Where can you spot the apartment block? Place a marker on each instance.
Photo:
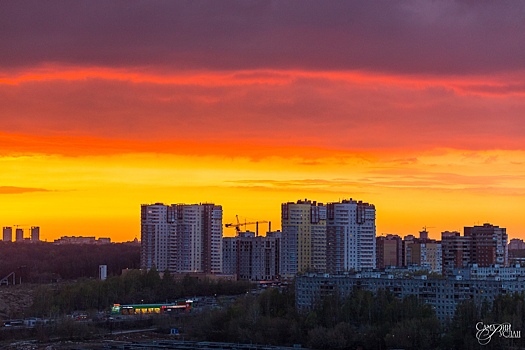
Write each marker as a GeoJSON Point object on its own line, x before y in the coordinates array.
{"type": "Point", "coordinates": [182, 237]}
{"type": "Point", "coordinates": [442, 294]}
{"type": "Point", "coordinates": [351, 236]}
{"type": "Point", "coordinates": [389, 251]}
{"type": "Point", "coordinates": [303, 243]}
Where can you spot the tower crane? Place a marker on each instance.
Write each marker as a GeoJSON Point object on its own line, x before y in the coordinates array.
{"type": "Point", "coordinates": [239, 224]}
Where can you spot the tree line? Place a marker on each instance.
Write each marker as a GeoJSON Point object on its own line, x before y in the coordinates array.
{"type": "Point", "coordinates": [42, 262]}
{"type": "Point", "coordinates": [133, 287]}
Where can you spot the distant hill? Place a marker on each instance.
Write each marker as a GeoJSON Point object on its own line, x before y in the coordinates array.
{"type": "Point", "coordinates": [44, 262]}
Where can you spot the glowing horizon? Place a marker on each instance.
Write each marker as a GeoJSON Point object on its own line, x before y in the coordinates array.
{"type": "Point", "coordinates": [430, 131]}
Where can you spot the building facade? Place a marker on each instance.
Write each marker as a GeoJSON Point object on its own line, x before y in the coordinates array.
{"type": "Point", "coordinates": [484, 246]}
{"type": "Point", "coordinates": [182, 237]}
{"type": "Point", "coordinates": [389, 251]}
{"type": "Point", "coordinates": [19, 234]}
{"type": "Point", "coordinates": [351, 236]}
{"type": "Point", "coordinates": [35, 234]}
{"type": "Point", "coordinates": [303, 243]}
{"type": "Point", "coordinates": [442, 294]}
{"type": "Point", "coordinates": [252, 257]}
{"type": "Point", "coordinates": [7, 234]}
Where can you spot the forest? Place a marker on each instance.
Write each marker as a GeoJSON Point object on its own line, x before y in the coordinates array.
{"type": "Point", "coordinates": [42, 262]}
{"type": "Point", "coordinates": [361, 320]}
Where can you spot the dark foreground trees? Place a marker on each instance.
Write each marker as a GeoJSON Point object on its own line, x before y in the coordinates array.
{"type": "Point", "coordinates": [43, 262]}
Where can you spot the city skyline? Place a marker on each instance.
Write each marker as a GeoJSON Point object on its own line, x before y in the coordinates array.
{"type": "Point", "coordinates": [415, 107]}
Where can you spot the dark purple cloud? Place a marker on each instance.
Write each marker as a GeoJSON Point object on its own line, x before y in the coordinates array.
{"type": "Point", "coordinates": [447, 37]}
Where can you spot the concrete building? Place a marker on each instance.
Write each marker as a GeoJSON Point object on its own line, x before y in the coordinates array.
{"type": "Point", "coordinates": [182, 237]}
{"type": "Point", "coordinates": [442, 294]}
{"type": "Point", "coordinates": [19, 234]}
{"type": "Point", "coordinates": [516, 244]}
{"type": "Point", "coordinates": [351, 236]}
{"type": "Point", "coordinates": [35, 234]}
{"type": "Point", "coordinates": [484, 246]}
{"type": "Point", "coordinates": [81, 240]}
{"type": "Point", "coordinates": [427, 255]}
{"type": "Point", "coordinates": [496, 272]}
{"type": "Point", "coordinates": [489, 245]}
{"type": "Point", "coordinates": [456, 251]}
{"type": "Point", "coordinates": [303, 243]}
{"type": "Point", "coordinates": [389, 251]}
{"type": "Point", "coordinates": [7, 234]}
{"type": "Point", "coordinates": [251, 257]}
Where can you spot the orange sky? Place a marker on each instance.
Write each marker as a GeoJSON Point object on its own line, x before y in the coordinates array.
{"type": "Point", "coordinates": [88, 136]}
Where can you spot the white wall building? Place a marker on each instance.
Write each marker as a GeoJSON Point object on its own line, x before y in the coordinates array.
{"type": "Point", "coordinates": [351, 236]}
{"type": "Point", "coordinates": [182, 237]}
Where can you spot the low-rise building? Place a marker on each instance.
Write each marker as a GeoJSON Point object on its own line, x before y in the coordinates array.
{"type": "Point", "coordinates": [442, 294]}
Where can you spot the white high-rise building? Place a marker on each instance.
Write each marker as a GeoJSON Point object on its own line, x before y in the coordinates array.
{"type": "Point", "coordinates": [155, 237]}
{"type": "Point", "coordinates": [182, 237]}
{"type": "Point", "coordinates": [351, 236]}
{"type": "Point", "coordinates": [303, 242]}
{"type": "Point", "coordinates": [252, 257]}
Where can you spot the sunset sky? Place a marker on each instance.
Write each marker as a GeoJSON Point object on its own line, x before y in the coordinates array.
{"type": "Point", "coordinates": [417, 107]}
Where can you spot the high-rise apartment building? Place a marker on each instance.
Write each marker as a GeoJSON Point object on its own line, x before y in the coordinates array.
{"type": "Point", "coordinates": [252, 257]}
{"type": "Point", "coordinates": [456, 251]}
{"type": "Point", "coordinates": [351, 236]}
{"type": "Point", "coordinates": [182, 237]}
{"type": "Point", "coordinates": [489, 245]}
{"type": "Point", "coordinates": [303, 243]}
{"type": "Point", "coordinates": [19, 235]}
{"type": "Point", "coordinates": [427, 255]}
{"type": "Point", "coordinates": [482, 245]}
{"type": "Point", "coordinates": [7, 234]}
{"type": "Point", "coordinates": [389, 251]}
{"type": "Point", "coordinates": [35, 234]}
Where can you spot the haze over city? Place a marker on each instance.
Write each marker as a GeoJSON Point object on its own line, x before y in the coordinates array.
{"type": "Point", "coordinates": [415, 107]}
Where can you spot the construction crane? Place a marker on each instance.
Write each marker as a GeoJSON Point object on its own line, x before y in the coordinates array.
{"type": "Point", "coordinates": [239, 224]}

········

What is expected. Print out the material word for word, omitting the pictures.

Reply.
Where can you spot the apartment block? Place a marker on each instance.
Photo:
Write each marker as a GeoJSON Point object on its own line, x before y in the coordinates array.
{"type": "Point", "coordinates": [182, 237]}
{"type": "Point", "coordinates": [442, 294]}
{"type": "Point", "coordinates": [351, 236]}
{"type": "Point", "coordinates": [389, 251]}
{"type": "Point", "coordinates": [303, 243]}
Where can you spot the tower crane? Place a marker on each instance.
Write each marker as a GeoJSON Point object on its own line, x before y in the coordinates array.
{"type": "Point", "coordinates": [239, 224]}
Where can you spot the tree line? Place a marker on each instance.
Write each marker as a GeoJSON Point object on its own line, x before y in the coordinates array.
{"type": "Point", "coordinates": [42, 262]}
{"type": "Point", "coordinates": [133, 287]}
Where can you spot the distant hill? Place a marker on each instance.
Write each marker as a GeoJSON Point object on its own line, x before y in the coordinates array.
{"type": "Point", "coordinates": [44, 262]}
Where can you spot the glowing horizon? Place a marker on each instance.
Write each marker as a GeoJSON Point object on its own line, x before y in the coordinates array.
{"type": "Point", "coordinates": [430, 131]}
Where can you spot the building facade? Place a marker on each instance.
Write each marker as a GeoJSON Point object on its own line, x before y in the coordinates array.
{"type": "Point", "coordinates": [484, 246]}
{"type": "Point", "coordinates": [182, 237]}
{"type": "Point", "coordinates": [389, 251]}
{"type": "Point", "coordinates": [19, 234]}
{"type": "Point", "coordinates": [351, 236]}
{"type": "Point", "coordinates": [35, 234]}
{"type": "Point", "coordinates": [303, 243]}
{"type": "Point", "coordinates": [442, 294]}
{"type": "Point", "coordinates": [252, 257]}
{"type": "Point", "coordinates": [7, 234]}
Where can you spot the forest? Place a marker on each instance.
Write each marker as a GeoJSON Point object on its own line, x before y in the coordinates array.
{"type": "Point", "coordinates": [42, 262]}
{"type": "Point", "coordinates": [361, 320]}
Where can you spot the dark foreground trees? Place a marker on each instance.
Write each marker as a GeoJSON Point object on its own line, x before y in the coordinates array.
{"type": "Point", "coordinates": [43, 262]}
Where can you spot the city skyline? Place a marker on each instance.
Write each marker as a GeoJSON Point object on its own line, x before y in the coordinates array.
{"type": "Point", "coordinates": [415, 107]}
Where can you spot the dark purple cloud? Place a marker on each instance.
Write each marker as a GeoJSON Point object on its own line, x before y in the coordinates array.
{"type": "Point", "coordinates": [447, 37]}
Where can you spot the concrete building? Place a marker on each instance.
Write each marker as a GeoJSON Point object on its own line, x before y in the coordinates array.
{"type": "Point", "coordinates": [182, 237]}
{"type": "Point", "coordinates": [442, 294]}
{"type": "Point", "coordinates": [19, 234]}
{"type": "Point", "coordinates": [516, 244]}
{"type": "Point", "coordinates": [351, 236]}
{"type": "Point", "coordinates": [35, 234]}
{"type": "Point", "coordinates": [484, 246]}
{"type": "Point", "coordinates": [81, 240]}
{"type": "Point", "coordinates": [427, 255]}
{"type": "Point", "coordinates": [496, 272]}
{"type": "Point", "coordinates": [489, 245]}
{"type": "Point", "coordinates": [456, 251]}
{"type": "Point", "coordinates": [303, 243]}
{"type": "Point", "coordinates": [389, 251]}
{"type": "Point", "coordinates": [7, 234]}
{"type": "Point", "coordinates": [251, 257]}
Where can you spot the orange sky? Place a marker on each instance.
Write each marker as a GeoJSON Point object on its own line, x before y in the coordinates array.
{"type": "Point", "coordinates": [88, 136]}
Where can you spot the white wall building? Place a marker on each instance.
Write each marker as a GeoJSON Point object on its own line, x before y in the coordinates array.
{"type": "Point", "coordinates": [351, 236]}
{"type": "Point", "coordinates": [182, 237]}
Where can you spot the low-rise building? Place a marker on each instance.
Write each marker as a GeoJSON Point object on its own line, x before y in the coordinates array.
{"type": "Point", "coordinates": [442, 294]}
Where can you spot the white high-rise building? Place a marker on each instance.
Write each marker as a GeoJSON Point object on its own line, x before y in the coordinates array.
{"type": "Point", "coordinates": [155, 237]}
{"type": "Point", "coordinates": [182, 237]}
{"type": "Point", "coordinates": [351, 236]}
{"type": "Point", "coordinates": [303, 242]}
{"type": "Point", "coordinates": [252, 257]}
Where can you spot the sunset sky? Place a marker on each instance.
Write each marker as a GeoJSON Point object on its own line, x before y in the coordinates array.
{"type": "Point", "coordinates": [417, 107]}
Where can you spot the high-rise apartment building? Place a marker on each instance.
Write each marker as a GeoJSON Point object on its own line, x before y in the coordinates array.
{"type": "Point", "coordinates": [252, 257]}
{"type": "Point", "coordinates": [456, 251]}
{"type": "Point", "coordinates": [351, 236]}
{"type": "Point", "coordinates": [182, 237]}
{"type": "Point", "coordinates": [489, 245]}
{"type": "Point", "coordinates": [303, 243]}
{"type": "Point", "coordinates": [19, 235]}
{"type": "Point", "coordinates": [427, 255]}
{"type": "Point", "coordinates": [482, 245]}
{"type": "Point", "coordinates": [7, 234]}
{"type": "Point", "coordinates": [389, 251]}
{"type": "Point", "coordinates": [35, 234]}
Where can you spot the haze over city? Place a marker on each instance.
Write each marker as a GeoJSON Point object on its own line, x before y in the coordinates array.
{"type": "Point", "coordinates": [415, 107]}
Where can you spot the construction crane? Place a marker on each instance.
Write each marker as a GeoJSON Point object on its own line, x before y in the coordinates array.
{"type": "Point", "coordinates": [239, 224]}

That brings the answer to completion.